[Start of section]

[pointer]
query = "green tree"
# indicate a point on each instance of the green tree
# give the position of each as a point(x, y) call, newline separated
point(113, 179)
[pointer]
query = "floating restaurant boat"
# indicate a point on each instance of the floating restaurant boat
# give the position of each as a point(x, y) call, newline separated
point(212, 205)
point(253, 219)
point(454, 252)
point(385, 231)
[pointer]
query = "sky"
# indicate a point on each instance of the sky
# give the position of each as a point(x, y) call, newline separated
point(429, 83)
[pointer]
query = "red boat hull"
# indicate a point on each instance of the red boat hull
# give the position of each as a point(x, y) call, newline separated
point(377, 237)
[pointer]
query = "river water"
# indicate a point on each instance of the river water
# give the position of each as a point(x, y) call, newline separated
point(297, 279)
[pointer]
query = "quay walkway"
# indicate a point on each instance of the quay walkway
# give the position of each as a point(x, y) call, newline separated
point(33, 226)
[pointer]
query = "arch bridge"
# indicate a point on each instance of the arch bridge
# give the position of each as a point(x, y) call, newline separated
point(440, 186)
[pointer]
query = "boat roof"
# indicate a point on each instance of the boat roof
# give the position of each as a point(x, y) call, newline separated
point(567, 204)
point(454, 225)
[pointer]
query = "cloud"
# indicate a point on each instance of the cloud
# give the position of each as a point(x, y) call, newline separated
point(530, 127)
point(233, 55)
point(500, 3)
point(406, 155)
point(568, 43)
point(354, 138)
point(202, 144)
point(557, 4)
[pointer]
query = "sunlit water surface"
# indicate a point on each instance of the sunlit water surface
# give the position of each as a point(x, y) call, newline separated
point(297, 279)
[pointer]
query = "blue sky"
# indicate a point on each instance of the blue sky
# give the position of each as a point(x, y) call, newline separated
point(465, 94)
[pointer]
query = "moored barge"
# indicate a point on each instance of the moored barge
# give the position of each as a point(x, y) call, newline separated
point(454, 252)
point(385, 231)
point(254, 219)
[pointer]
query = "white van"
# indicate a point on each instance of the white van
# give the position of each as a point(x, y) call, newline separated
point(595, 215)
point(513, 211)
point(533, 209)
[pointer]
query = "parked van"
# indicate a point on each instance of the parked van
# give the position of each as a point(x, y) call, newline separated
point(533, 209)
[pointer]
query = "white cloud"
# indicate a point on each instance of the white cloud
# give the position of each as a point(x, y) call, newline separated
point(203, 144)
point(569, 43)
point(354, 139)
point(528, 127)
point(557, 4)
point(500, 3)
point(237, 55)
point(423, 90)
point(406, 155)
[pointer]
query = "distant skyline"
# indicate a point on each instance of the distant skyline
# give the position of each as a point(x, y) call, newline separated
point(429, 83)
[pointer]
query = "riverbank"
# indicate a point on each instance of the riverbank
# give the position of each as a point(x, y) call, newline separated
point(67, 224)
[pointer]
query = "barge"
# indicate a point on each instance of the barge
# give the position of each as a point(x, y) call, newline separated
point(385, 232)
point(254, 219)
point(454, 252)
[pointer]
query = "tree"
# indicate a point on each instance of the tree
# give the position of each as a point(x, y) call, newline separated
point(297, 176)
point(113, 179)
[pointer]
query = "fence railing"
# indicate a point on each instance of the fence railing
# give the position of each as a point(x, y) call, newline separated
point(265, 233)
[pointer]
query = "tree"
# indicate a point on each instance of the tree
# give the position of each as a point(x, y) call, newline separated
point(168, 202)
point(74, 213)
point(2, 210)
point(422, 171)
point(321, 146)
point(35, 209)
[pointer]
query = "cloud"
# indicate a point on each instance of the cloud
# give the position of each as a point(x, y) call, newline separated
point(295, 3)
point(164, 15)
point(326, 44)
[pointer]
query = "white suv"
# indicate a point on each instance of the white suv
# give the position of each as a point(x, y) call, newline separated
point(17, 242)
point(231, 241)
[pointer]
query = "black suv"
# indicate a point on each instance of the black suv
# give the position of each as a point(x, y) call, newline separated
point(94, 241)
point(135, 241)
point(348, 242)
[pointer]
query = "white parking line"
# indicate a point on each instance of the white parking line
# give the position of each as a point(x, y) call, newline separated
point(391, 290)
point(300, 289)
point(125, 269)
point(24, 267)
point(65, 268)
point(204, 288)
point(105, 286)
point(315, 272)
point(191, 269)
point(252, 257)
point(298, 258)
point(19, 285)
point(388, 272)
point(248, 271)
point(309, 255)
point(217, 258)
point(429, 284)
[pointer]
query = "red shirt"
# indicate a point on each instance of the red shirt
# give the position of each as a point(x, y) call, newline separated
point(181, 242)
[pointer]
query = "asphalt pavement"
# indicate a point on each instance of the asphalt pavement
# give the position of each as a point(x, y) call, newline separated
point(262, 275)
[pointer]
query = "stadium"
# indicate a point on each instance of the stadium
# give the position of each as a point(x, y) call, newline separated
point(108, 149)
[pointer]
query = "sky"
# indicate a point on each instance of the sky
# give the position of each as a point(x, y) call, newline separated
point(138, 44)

[End of section]

§ **PROBLEM DESCRIPTION**
Each line of the material that contains the string "black" has to be copied out.

§ **ANSWER FOR THE TASK**
query = "black suv"
# indicate a point on each instance of the black suv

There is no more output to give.